- _Prompt_: Swap each "sunset sky" in the records below for "evening sky" and change nothing else. Leave the pictures out of your answer.

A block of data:
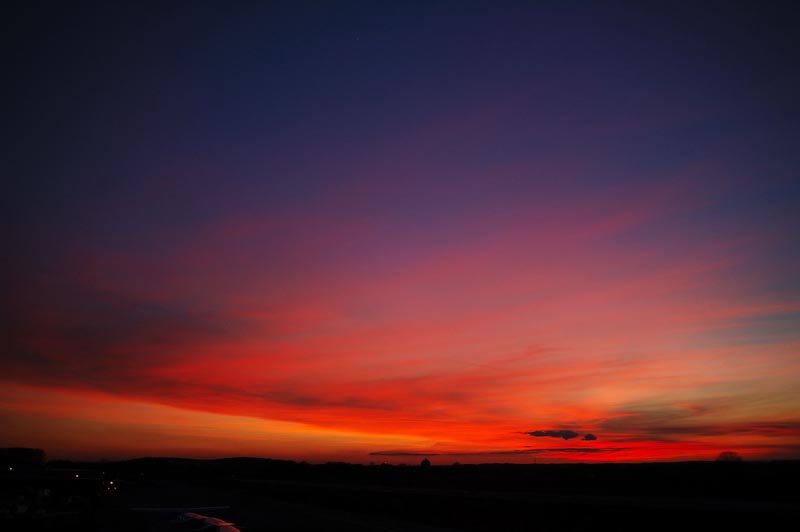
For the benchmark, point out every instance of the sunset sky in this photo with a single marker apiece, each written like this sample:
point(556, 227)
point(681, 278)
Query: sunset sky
point(371, 231)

- _Answer below_:
For the benchmark, point out every instance of the evening sky in this photo with a single marker apiece, each written like this sample:
point(556, 227)
point(681, 278)
Query: evening sky
point(371, 231)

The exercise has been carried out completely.